Work instruction: Swap "negative clicks" for "negative points" everywhere in the rows below, and give the rows back otherwise unchanged, leaving out the pictures.
------ Source material
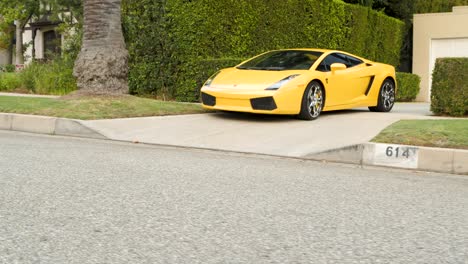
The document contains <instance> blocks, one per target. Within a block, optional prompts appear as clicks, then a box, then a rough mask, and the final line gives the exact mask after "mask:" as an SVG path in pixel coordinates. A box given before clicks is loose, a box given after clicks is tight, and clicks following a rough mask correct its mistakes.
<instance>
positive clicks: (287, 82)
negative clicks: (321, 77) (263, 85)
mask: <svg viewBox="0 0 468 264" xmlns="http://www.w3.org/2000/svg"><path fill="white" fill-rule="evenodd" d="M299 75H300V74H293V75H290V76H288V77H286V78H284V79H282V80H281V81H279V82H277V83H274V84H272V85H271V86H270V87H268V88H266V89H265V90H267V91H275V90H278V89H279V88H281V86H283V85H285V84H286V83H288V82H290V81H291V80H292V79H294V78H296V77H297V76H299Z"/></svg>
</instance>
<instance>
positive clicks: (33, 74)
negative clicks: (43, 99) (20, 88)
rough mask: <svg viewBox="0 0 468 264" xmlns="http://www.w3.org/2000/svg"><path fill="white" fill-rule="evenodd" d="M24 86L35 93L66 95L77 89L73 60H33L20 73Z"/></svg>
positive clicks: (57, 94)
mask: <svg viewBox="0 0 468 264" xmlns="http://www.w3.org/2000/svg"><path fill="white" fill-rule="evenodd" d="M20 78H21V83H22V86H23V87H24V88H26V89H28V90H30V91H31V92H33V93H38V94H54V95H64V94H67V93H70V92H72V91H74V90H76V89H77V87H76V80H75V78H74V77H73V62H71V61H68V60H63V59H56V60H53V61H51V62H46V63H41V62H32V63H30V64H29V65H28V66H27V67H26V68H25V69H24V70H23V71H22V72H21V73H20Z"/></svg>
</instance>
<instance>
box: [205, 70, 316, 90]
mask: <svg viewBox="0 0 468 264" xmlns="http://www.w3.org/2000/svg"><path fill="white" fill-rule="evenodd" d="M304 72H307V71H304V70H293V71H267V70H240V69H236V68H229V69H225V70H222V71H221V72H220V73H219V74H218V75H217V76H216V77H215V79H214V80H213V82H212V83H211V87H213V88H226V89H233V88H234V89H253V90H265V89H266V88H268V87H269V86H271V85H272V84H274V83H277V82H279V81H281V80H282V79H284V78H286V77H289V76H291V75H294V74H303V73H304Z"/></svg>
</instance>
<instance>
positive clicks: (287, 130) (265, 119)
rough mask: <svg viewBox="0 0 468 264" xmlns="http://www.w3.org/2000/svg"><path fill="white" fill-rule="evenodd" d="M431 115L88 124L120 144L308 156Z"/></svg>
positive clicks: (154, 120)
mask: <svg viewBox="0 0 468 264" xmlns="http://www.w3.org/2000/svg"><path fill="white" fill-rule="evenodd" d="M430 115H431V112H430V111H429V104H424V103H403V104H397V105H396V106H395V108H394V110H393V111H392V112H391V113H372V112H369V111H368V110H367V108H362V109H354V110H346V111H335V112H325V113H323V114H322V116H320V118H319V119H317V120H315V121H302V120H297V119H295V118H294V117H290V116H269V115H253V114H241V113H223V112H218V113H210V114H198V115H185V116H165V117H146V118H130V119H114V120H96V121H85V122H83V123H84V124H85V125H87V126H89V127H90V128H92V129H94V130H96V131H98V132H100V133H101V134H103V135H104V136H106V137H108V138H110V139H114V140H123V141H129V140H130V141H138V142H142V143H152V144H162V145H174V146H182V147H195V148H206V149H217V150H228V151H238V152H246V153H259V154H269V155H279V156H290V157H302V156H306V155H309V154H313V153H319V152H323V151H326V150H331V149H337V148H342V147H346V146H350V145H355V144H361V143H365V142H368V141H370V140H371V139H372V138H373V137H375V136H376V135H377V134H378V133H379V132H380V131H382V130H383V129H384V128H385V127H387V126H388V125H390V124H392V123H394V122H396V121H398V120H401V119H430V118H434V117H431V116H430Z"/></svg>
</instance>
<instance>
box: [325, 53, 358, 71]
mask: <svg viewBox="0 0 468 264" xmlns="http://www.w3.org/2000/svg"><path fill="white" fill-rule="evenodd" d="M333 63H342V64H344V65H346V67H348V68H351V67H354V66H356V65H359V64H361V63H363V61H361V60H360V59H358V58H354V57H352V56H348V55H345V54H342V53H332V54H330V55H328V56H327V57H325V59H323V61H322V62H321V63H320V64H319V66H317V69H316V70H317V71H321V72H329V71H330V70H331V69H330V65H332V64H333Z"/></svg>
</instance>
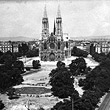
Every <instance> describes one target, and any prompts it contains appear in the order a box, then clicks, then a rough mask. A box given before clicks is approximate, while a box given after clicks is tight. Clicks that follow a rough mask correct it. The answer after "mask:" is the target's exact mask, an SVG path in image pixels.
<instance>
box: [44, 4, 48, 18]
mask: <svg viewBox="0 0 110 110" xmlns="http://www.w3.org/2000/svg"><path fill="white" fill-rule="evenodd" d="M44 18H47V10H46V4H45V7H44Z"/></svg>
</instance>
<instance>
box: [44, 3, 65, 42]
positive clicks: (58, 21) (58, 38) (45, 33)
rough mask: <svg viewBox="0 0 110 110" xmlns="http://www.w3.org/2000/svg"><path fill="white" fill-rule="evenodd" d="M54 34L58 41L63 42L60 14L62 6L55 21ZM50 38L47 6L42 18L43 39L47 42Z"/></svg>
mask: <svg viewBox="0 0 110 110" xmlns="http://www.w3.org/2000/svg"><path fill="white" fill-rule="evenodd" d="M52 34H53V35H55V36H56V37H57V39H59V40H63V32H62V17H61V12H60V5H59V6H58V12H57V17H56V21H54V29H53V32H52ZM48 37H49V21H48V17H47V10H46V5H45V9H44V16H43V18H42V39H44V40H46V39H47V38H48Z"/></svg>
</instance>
------------
Solution to this exercise:
The document contains <instance> blocks, one per target. Within a block, optional prompts appear as clicks, then a box, then a rough mask, and the final line gives the exact mask after "mask:" as an SVG path in pixel coordinates. A box given before clicks is loose, a box given after clicks is tight, and clicks following a rough mask correct its mistakes.
<instance>
positive clicks: (287, 82)
negative points: (321, 77) (263, 85)
mask: <svg viewBox="0 0 468 264" xmlns="http://www.w3.org/2000/svg"><path fill="white" fill-rule="evenodd" d="M299 75H300V74H293V75H290V76H288V77H286V78H284V79H282V80H281V81H279V82H277V83H274V84H272V85H271V86H270V87H268V88H266V89H265V90H267V91H275V90H278V89H279V88H281V86H283V85H285V84H286V83H288V82H290V81H291V80H292V79H294V78H296V77H297V76H299Z"/></svg>
</instance>
<instance>
positive clicks: (33, 74)
negative points: (43, 99) (20, 88)
rough mask: <svg viewBox="0 0 468 264" xmlns="http://www.w3.org/2000/svg"><path fill="white" fill-rule="evenodd" d="M24 86L35 93L66 95L77 89L73 60H33L20 73Z"/></svg>
positive clicks: (57, 94)
mask: <svg viewBox="0 0 468 264" xmlns="http://www.w3.org/2000/svg"><path fill="white" fill-rule="evenodd" d="M20 78H21V83H22V86H23V87H24V88H26V89H28V90H30V91H31V92H33V93H38V94H54V95H64V94H67V93H70V92H72V91H74V90H76V89H77V87H76V80H75V78H74V77H73V62H71V61H68V60H63V59H56V60H53V61H51V62H46V63H41V62H32V63H30V64H29V65H28V66H27V67H26V68H25V69H24V70H23V71H22V72H21V73H20Z"/></svg>
</instance>
<instance>
box: [205, 70, 316, 90]
mask: <svg viewBox="0 0 468 264" xmlns="http://www.w3.org/2000/svg"><path fill="white" fill-rule="evenodd" d="M304 72H307V71H304V70H293V71H267V70H240V69H236V68H229V69H225V70H222V71H221V72H220V73H219V74H218V75H217V76H216V77H215V79H214V80H213V82H212V83H211V87H213V88H226V89H233V88H234V89H253V90H265V89H266V88H268V87H269V86H271V85H272V84H274V83H277V82H279V81H281V80H282V79H284V78H286V77H289V76H291V75H294V74H303V73H304Z"/></svg>
</instance>
<instance>
positive clicks: (287, 130) (265, 119)
rough mask: <svg viewBox="0 0 468 264" xmlns="http://www.w3.org/2000/svg"><path fill="white" fill-rule="evenodd" d="M431 115L88 124L120 144L308 156Z"/></svg>
positive clicks: (154, 120)
mask: <svg viewBox="0 0 468 264" xmlns="http://www.w3.org/2000/svg"><path fill="white" fill-rule="evenodd" d="M430 115H431V112H430V111H429V104H424V103H403V104H397V105H396V106H395V108H394V110H393V111H392V112H391V113H372V112H369V111H368V110H367V108H362V109H354V110H346V111H335V112H325V113H323V114H322V116H320V118H319V119H317V120H315V121H302V120H297V119H295V118H294V117H290V116H269V115H253V114H241V113H223V112H218V113H210V114H198V115H185V116H165V117H146V118H130V119H114V120H96V121H85V122H83V123H84V124H85V125H87V126H89V127H90V128H92V129H94V130H96V131H98V132H100V133H101V134H103V135H104V136H106V137H108V138H110V139H114V140H123V141H129V140H130V141H138V142H142V143H152V144H162V145H174V146H182V147H195V148H206V149H217V150H228V151H238V152H246V153H259V154H269V155H279V156H290V157H302V156H306V155H309V154H313V153H319V152H323V151H326V150H331V149H337V148H342V147H346V146H350V145H355V144H361V143H365V142H368V141H370V140H371V139H372V138H373V137H375V136H376V135H377V134H378V133H379V132H380V131H382V130H383V129H384V128H385V127H387V126H388V125H390V124H392V123H394V122H396V121H398V120H401V119H430V118H434V117H431V116H430Z"/></svg>
</instance>
<instance>
box: [325, 53, 358, 71]
mask: <svg viewBox="0 0 468 264" xmlns="http://www.w3.org/2000/svg"><path fill="white" fill-rule="evenodd" d="M333 63H342V64H344V65H346V67H348V68H351V67H354V66H356V65H359V64H361V63H363V61H361V60H360V59H358V58H354V57H352V56H348V55H345V54H342V53H332V54H330V55H328V56H327V57H325V59H323V61H322V62H321V63H320V64H319V66H317V69H316V70H317V71H321V72H329V71H330V70H331V69H330V65H332V64H333Z"/></svg>
</instance>
Every <instance> describes one target, and any prompts it contains appear in the order a box, then clicks, then a rough mask. A box given before clicks is approximate, while a box given after clicks is tight. Clicks that follow a rough mask correct it. The answer after "mask:" is the target's exact mask, an SVG path in image pixels.
<instance>
box: [44, 4, 48, 18]
mask: <svg viewBox="0 0 110 110" xmlns="http://www.w3.org/2000/svg"><path fill="white" fill-rule="evenodd" d="M44 18H47V10H46V4H45V7H44Z"/></svg>
</instance>
<instance>
box: [44, 3, 65, 42]
positive clicks: (58, 21) (58, 38) (45, 33)
rough mask: <svg viewBox="0 0 110 110" xmlns="http://www.w3.org/2000/svg"><path fill="white" fill-rule="evenodd" d="M54 34L58 41L63 42L60 14L62 6L55 21ZM50 38L47 6L42 18L43 39L47 42Z"/></svg>
mask: <svg viewBox="0 0 110 110" xmlns="http://www.w3.org/2000/svg"><path fill="white" fill-rule="evenodd" d="M52 34H53V35H55V36H56V37H57V39H59V40H63V32H62V17H61V12H60V5H59V6H58V12H57V17H56V21H54V29H53V32H52ZM48 37H49V21H48V17H47V10H46V5H45V9H44V16H43V18H42V39H44V40H46V39H47V38H48Z"/></svg>
</instance>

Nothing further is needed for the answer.